- [Alıntılanan metin]:
++++++++++
Amerikalı sanatçı Man Ray daha çok, deneysel karanlık oda
teknikleriyle fotoğraf sanatında devrim yapmış, yaratıcı bir fotoğrafçı olarak
tanınır. Teknik alandaki en önemli buluşu, solarizasyondu: Develope edilen resmi
ışığa tutuyor, böylece alanların negatif olarak gözükmesi sonucunu alıyordu.
Man Ray hem avangard ana akım kültür tarafından sahiplenilmişti ve 20. yüzyılın
en simgeleşmiş birkaç fotoğrafının da yaratıcısıydı. Ama Man Ray’in daha az
bilinen yönü tablolarıdır. Profesyonel yaşamına ressam olarak başlamış ve ilk
fotoğraf makinesini 1915'te, çalışmalarını belgelemek amacıyla satın almıştı. Fotoğrafçı
olarak gerek piyasada gerekse eleştirmenler düzeyinde sağladığı başarı yüzünden
1921’de Paris’e geldikten sonra çok nadir olarak resim yapmakla uğraştı. 1938’de
tamamladığı, Marki de Sade'ın Hayali Portresi, resim sanatına geri dönüşünün
ilk örneklerinden biridir.
Ünlü Marki de Sade'ın 19. yüzyıl boyunca kovuşturulan,
yasaklanan yazıları, 20. yüzyılın ilk yirmi-otuz yılında kendilerine yeni bir
okuyucu kitlesi bulmuşlardı: Paris avangardı. Marki de Sade’ın bağımsızlığına
ve tabu sınırlarını zorlama yeteneğine hayran kalan sürrealistler onu çok
geçmeden bir kült figür haline getirdiler. De Sade şok edici cinsel deneyimlerin
ayrıntılı betimlemelerini içeren düzyazı metinler kaleme almıştı; bunlar Man
Ray’i büyülemiş, düşlemin ve erotizmin sınırlarını keşfetme konusunda ilham
vermişlerdi.
++++++++++
- [Veri kayıtları]:
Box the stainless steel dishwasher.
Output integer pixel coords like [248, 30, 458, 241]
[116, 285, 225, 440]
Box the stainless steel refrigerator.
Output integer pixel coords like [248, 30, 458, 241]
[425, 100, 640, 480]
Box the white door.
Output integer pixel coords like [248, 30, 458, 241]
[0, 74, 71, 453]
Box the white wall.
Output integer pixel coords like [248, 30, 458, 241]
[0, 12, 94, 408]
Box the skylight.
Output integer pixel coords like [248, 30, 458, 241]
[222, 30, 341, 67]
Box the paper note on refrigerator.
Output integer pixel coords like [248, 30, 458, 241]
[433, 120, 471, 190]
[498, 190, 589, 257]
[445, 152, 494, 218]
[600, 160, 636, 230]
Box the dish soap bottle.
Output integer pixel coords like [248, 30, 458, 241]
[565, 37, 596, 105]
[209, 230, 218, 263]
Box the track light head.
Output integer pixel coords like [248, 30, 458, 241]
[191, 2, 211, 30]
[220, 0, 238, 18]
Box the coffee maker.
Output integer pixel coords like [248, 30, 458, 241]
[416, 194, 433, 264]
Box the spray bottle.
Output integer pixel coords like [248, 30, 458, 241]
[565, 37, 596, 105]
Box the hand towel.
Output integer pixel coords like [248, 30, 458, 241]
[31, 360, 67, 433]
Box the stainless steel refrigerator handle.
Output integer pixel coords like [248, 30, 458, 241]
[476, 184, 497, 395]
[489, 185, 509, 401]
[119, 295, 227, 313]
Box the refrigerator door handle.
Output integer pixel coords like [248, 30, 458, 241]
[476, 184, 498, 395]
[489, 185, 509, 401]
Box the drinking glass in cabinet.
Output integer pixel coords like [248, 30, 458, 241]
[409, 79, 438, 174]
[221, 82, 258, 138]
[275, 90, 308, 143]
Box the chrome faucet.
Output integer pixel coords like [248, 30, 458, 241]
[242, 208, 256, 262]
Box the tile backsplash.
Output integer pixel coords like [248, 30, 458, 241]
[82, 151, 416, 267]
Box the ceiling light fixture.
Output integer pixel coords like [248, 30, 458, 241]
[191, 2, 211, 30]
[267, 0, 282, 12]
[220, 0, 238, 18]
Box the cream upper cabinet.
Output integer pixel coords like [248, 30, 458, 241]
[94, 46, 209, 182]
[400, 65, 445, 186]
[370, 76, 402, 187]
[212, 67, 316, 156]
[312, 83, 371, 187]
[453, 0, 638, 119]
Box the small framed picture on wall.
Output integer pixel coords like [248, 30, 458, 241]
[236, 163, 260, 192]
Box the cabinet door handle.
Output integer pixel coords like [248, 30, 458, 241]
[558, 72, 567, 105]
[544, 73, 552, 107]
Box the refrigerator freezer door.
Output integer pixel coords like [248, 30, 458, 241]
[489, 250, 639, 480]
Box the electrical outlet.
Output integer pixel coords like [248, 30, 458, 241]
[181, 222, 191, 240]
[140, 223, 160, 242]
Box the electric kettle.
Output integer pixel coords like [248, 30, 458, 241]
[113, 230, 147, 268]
++++++++++
- [Yönerge]: Man Ray'i anlatan metni son cümlesinden sonra gelecek biçimde sürdürün.

- [Beklenen yanıt]:
Sürrealistlerin eserlerinde, kadın bedeni her zaman anlamaya
çalıştıkları bilinçaltı dünyanın simgesi olarak kabul edilmişti. De Sade'ın
fantezilerinin harekete geçirdiği Man Ray, fotoğraflarında kadına sürrealist
bir bakış yaratmaya çabalamış, sık sık bedenin tek tek parçalarını
fetişleştirmiş, beden biçimini değiştirmek için aşırı ışık ve gölge kullanmış,
modellerin bedenlerine çarpıtılmış, düşsel bir nitelik yüklemişti.
Marki de Sade'ın Hayali Portresi, Man Ray’in bu ünlü
pornografi yazarına olan borcundan ötürü açık bir teşekkürdür. Sade'ın
kendisine ait olduğu ispatlanmış portresi yoktur, bu nedenle Man Ray onun
görünümünü yaratmakta serbest davranabilmiştir: ortaya çıkan sonuçlar
genellikle Andre Breton'un yaşlılığına benzetilmektedir. Man Ray'in Marki de
Sade'dan ne denli etkilendiği düşünüldüğünde, bu düşlemsel portrenin şaşırtıcı
bir şekilde duygusuz ve beklenebilecek erotik, sadomazoşist göndermelerden yoksun
olduğu göze çarpar. Sadece de Sade'ın kalın, kırmızı dudakları bir şehvet iması sayılabilir. Marki'nin
geri kalanı ise yıllarca hapsedildiği
Bastille'in taş cephesini yansıtan taş levhalardan yapılmıştır; Bastille de
resmin sağ tarafında gözükmektedir.
Man Ray, Marki de Sade’ı profilden tasvir etmiş. Omuzunun
üstünden görünen yol, de Sade’ın beş yıl boyunca hapsedildiği (uzun süredir
yıkılmış olan) Bastille’e doğru gidiyor. 1789’da büyük bir kalabalığın
saldırısına uğrayan kalenin bunun sonucunda yıkılmasına gönderme yapıldığı
anlaşılıyor; ahşap vinçlerle taşların yere indirilmesi de bunu doğruluyor. Bazı
şehir efsanelerine göre, olayları kışkırtan zindan penceresinden bağırarak,
Bastille’de mahkûmların öldürüldüğünü duyuran de Sade idi; onun bu suçlaması
üzerine isyan çıkmıştı. Bastille saldırıya uğramadan sadece birkaç gün önce
Marki de Sade yakındaki Charenton akıl hastanesine nakledilmişti. Man Ray,
Marki de Sade’ı etli, kanlı canlı birisi olarak resmetmemiş; Bastille ile aynı
ağır taş kütlelerinden yapılmış, parçalı bir yüz görüyoruz; bu yüz, sanki
devrim tarafından yıkıma uğratılmış gibi, yer yer çatlamış. Bir heykel gibi
sunulan Marki de Sade’ın sadece kanlı gözleri ve kırmızı dudakları bu yüzün bir
insana ait olduğunu vurguluyor.
Marki de Sade’ın bakışlarının yönünü takip ettiğimizde,
Bastille’e değil, serinkanlı bir şekilde onun kulelerinin üstünden gökyüzüne
baktığı anlaşılıyor.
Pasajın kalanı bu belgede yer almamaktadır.